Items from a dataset
>> BEGIN

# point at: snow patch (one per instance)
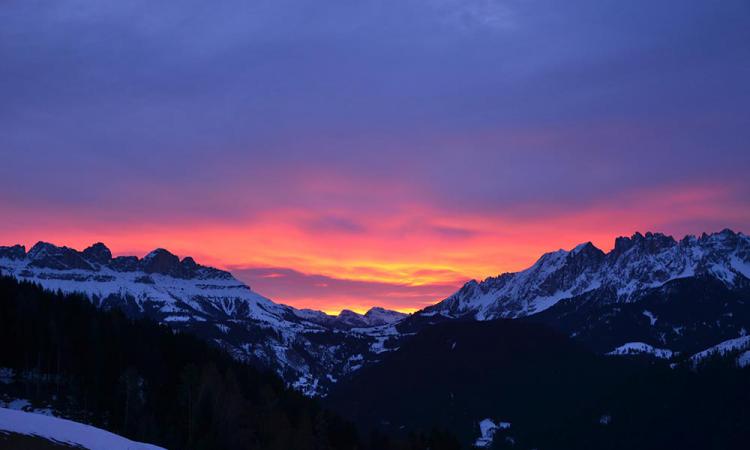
(639, 348)
(66, 431)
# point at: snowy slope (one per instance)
(635, 265)
(309, 349)
(66, 431)
(641, 348)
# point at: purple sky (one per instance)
(429, 128)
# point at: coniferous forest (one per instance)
(148, 383)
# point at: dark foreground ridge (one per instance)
(145, 382)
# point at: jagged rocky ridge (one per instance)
(309, 349)
(683, 296)
(625, 274)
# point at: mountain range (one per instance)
(682, 296)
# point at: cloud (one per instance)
(333, 294)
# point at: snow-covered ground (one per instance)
(66, 431)
(641, 348)
(636, 264)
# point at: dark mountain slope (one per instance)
(458, 373)
(152, 384)
(685, 315)
(554, 393)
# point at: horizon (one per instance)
(362, 307)
(371, 153)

>> END

▶ [What to do]: Starting with the line that contains "# point at: cloud (one per instance)" and going on through the last of the rows, recast those lines as a numbered list and leave out any blank lines.

▶ [Exercise solution]:
1. # point at: cloud (one per instance)
2. (333, 294)
3. # point at: snow-covered ground (one per instance)
4. (66, 431)
5. (641, 348)
6. (636, 264)
7. # point at: dark mountain slope (one per instance)
8. (458, 373)
9. (152, 384)
10. (685, 315)
11. (554, 393)
12. # point at: horizon (one per instance)
13. (362, 307)
14. (371, 153)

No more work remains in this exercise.